━━━━━ Quoted passage
This project consists of two major parts:
- An assembler which translates plain SISA instructions into 16 bit SISC Vonn Neumann instructions
- A virtual machine which can execute these 16 bit instructions by emulating a SISC Von Neumann computer
Download the latest release for Linux or Windows from: https://github.com/amad00r/sisc-von-neumann/releases
To assemble sisa instructions into a file with machine code for the SISC Von Neumann, use the command:
siscvn build /local/path/to/file.sisa
This command will create a .bin file with the same name and location as the source file.
To execute a program in the virtual machine, use the command:
siscvn run /local/path/to/file.bin
Or, if you do not want to mess with binary files and just execute a sisa file, use the command:
siscvn run /local/path/to/file.sisa
To output in the terminal the binary or hexadecimal representation of the binary instructions, use the command:
siscvn [readbin/readhex] /local/path/to/file.bin
Imagine this scenario: you are studying for an IC exam and you are asked to write a program in SISA and translate it to hexadecimal instructions. It must take a whole number as input and write its absolute value as output.
━━━━━━━━━━
━━━━━ Data listing
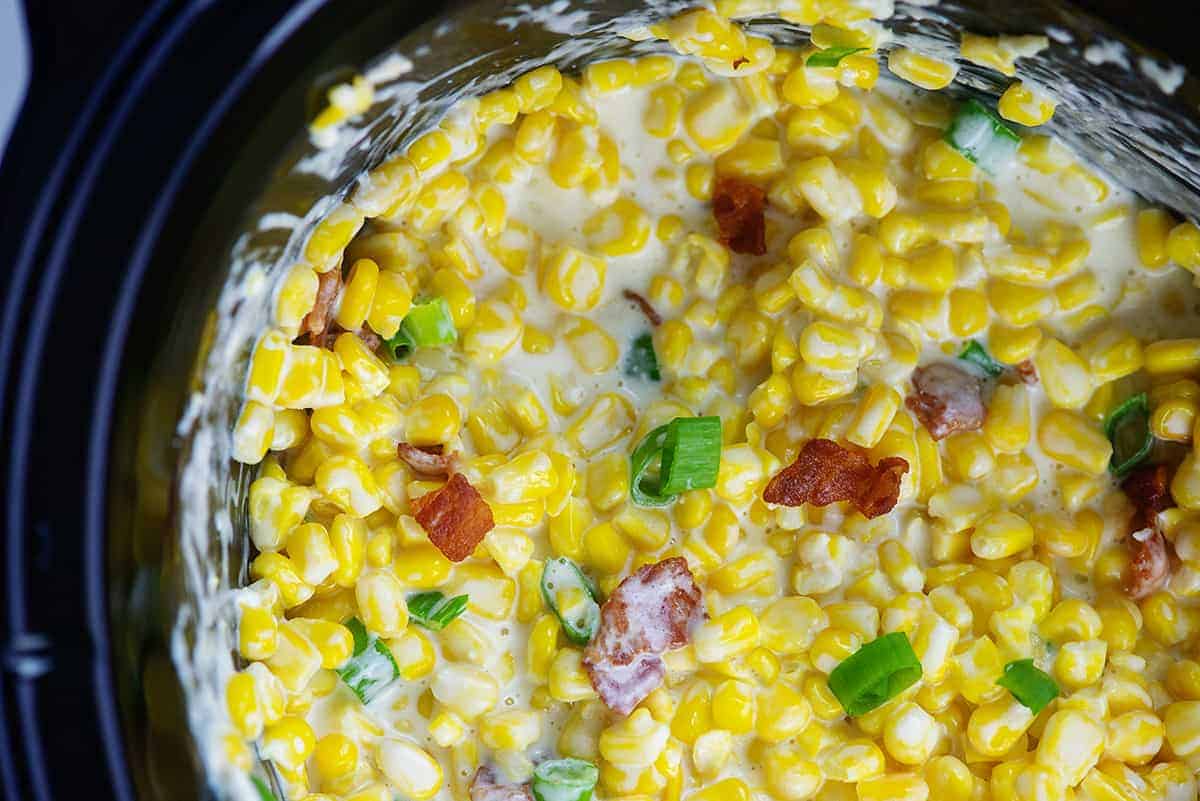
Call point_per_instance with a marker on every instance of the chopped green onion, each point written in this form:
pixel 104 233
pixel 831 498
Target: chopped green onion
pixel 690 450
pixel 832 56
pixel 977 355
pixel 1029 685
pixel 435 610
pixel 979 134
pixel 1128 428
pixel 426 325
pixel 641 361
pixel 564 780
pixel 371 668
pixel 875 674
pixel 264 792
pixel 571 597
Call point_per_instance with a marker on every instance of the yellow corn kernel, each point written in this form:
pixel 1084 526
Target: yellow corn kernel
pixel 1113 353
pixel 726 636
pixel 717 116
pixel 995 727
pixel 875 411
pixel 810 86
pixel 1181 721
pixel 1071 745
pixel 593 348
pixel 1174 420
pixel 1080 664
pixel 967 312
pixel 1065 375
pixel 1018 303
pixel 922 70
pixel 1072 440
pixel 1025 106
pixel 1153 229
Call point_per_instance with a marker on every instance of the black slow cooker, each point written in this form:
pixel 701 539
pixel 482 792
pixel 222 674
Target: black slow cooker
pixel 153 137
━━━━━━━━━━
### The problem
Summarize the SISC Von Neumann project description above in two sentences.

### Full response
The project pairs an assembler, which translates plain SISA instructions into 16-bit SISC Von Neumann instructions, with a virtual machine that executes those instructions by emulating a SISC Von Neumann computer. The latest release can be downloaded for Linux or Windows, and the siscvn command does several jobs: it builds a .sisa file into a .bin file with the same name and location, runs either a .bin or a .sisa file, and prints a .bin file's instructions in binary or hexadecimal with readbin or readhex.